### TASK PROMPT
Print the portion of the integral inequality thread from "Prove $\left| \int_a^b" up to and including "be equal here.", word for word.

### PAGE EXCERPT
#####
Prove $\left| \int_a^b f(t) dt \right| \leq \int_a^b \left| f(t) \right| dt$

I've been given a proof that shows the following:

If $f:[a,b]\to \mathbb C$ is a continuous function and $f(t)=u(t)+iv(t)$ then $$\left| \int_a^b f(t) dt \right| \leq \int_a^b \left| f(t) \right| dt$$ The proof begins by letting $\theta$ be the principle argument of the complex number $\int_a^b f(t)dt$ and there is one step in the proof I don't understand; can anyone explain to me why $$\int_a^b e^{-i\theta}f(t) dt=\Re\bigg(\int_a^be^{-i\theta}f(t)dt\bigg)$$

Would this not imply that the imaginary part of the left hand side is equal to $0$? I'm not sure why the LHS and RHS would be equal here.

Solution 1:

If $A = \int_a^b f(t)dt$, notice that, since $\theta$ is the principal argument of $A$,

$$A = |A| e^{i \theta}$$

Which gives:

$$|A| = Ae^{-i\theta} = \left(\int_a^b f(t)dt \right) e^{-i\theta} = \int_a^b e^{-i\theta} f(t)dt$$

Hence $\int_a^b e^{-i\theta} f(t) dt = |A| \in \Bbb R$
#####
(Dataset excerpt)
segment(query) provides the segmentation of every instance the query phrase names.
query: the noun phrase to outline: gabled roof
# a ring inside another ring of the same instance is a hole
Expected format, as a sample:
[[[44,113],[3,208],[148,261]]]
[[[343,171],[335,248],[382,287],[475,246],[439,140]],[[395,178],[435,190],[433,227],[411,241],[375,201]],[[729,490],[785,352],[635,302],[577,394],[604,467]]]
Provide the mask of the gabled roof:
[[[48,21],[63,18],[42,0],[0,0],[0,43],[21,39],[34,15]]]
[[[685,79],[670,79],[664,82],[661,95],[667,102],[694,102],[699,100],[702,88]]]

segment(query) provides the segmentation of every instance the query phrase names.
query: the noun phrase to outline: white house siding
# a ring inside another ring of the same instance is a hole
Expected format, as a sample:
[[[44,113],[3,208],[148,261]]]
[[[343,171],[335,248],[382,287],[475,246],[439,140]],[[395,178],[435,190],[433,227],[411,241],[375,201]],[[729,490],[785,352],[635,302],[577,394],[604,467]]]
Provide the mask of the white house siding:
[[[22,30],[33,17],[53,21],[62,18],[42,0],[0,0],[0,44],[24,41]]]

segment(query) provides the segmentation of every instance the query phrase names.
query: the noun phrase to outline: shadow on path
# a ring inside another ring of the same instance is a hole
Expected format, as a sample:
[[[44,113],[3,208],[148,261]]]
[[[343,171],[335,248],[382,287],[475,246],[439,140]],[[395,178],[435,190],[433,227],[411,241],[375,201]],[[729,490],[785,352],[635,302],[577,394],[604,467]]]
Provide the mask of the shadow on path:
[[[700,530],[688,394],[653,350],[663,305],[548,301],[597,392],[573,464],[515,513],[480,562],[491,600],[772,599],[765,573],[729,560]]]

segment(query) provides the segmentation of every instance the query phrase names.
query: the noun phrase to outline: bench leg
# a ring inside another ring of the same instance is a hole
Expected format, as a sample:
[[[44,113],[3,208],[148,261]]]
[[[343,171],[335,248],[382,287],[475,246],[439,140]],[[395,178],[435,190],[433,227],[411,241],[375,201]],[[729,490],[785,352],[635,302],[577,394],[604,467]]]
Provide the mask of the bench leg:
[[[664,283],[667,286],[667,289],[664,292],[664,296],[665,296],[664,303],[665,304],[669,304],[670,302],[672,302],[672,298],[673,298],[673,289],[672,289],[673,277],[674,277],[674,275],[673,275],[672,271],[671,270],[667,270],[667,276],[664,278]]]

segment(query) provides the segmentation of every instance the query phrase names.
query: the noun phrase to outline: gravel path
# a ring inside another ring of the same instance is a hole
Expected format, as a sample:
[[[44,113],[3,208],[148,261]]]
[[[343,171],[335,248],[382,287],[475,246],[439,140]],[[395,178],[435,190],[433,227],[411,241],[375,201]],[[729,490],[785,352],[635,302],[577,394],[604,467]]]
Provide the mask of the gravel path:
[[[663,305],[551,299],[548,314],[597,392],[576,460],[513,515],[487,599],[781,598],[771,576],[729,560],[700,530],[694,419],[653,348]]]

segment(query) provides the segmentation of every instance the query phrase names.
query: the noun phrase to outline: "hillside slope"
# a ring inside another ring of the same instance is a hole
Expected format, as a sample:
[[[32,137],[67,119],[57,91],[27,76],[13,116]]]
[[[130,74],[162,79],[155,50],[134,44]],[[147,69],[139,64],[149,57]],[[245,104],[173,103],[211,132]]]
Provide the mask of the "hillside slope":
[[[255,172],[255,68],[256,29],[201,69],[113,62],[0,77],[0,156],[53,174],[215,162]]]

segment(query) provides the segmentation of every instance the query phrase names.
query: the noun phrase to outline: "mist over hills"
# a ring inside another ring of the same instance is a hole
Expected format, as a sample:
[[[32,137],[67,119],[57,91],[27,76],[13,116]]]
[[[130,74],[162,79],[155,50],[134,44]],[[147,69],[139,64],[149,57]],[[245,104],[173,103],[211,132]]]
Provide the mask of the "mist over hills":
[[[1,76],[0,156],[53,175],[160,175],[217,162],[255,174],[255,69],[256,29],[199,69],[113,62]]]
#####
### EXPECTED OUTPUT
Prove $\left| \int_a^b f(t) dt \right| \leq \int_a^b \left| f(t) \right| dt$

I've been given a proof that shows the following:

If $f:[a,b]\to \mathbb C$ is a continuous function and $f(t)=u(t)+iv(t)$ then $$\left| \int_a^b f(t) dt \right| \leq \int_a^b \left| f(t) \right| dt$$ The proof begins by letting $\theta$ be the principle argument of the complex number $\int_a^b f(t)dt$ and there is one step in the proof I don't understand; can anyone explain to me why $$\int_a^b e^{-i\theta}f(t) dt=\Re\bigg(\int_a^be^{-i\theta}f(t)dt\bigg)$$

Would this not imply that the imaginary part of the left hand side is equal to $0$? I'm not sure why the LHS and RHS would be equal here.